### What you will do
Identify every line below that contains the word "chimney" and copy each of those lines. Case counts.

### Stored data
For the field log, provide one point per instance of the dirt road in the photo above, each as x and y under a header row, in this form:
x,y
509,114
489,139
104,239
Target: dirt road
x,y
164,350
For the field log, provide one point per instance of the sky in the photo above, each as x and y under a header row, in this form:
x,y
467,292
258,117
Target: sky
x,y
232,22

---

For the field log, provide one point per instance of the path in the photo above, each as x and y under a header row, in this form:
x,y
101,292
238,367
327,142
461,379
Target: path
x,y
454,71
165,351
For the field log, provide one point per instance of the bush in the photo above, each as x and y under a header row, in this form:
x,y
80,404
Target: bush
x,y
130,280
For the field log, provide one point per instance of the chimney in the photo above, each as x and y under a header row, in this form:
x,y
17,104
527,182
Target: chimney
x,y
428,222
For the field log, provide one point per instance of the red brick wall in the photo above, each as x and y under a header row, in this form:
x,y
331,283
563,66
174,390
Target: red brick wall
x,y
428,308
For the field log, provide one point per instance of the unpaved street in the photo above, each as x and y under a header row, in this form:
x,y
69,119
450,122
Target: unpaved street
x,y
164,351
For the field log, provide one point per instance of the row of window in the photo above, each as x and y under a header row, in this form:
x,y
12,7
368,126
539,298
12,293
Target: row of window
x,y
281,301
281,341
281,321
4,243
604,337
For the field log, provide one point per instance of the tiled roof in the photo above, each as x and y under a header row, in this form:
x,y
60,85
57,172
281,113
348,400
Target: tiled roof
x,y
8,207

* * *

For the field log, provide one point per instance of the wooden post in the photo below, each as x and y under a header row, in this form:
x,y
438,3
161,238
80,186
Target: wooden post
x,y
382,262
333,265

### In response
For the field log, provide one point per instance of the chimney in the photo above, each as x and y under a header row, in this form:
Target: chimney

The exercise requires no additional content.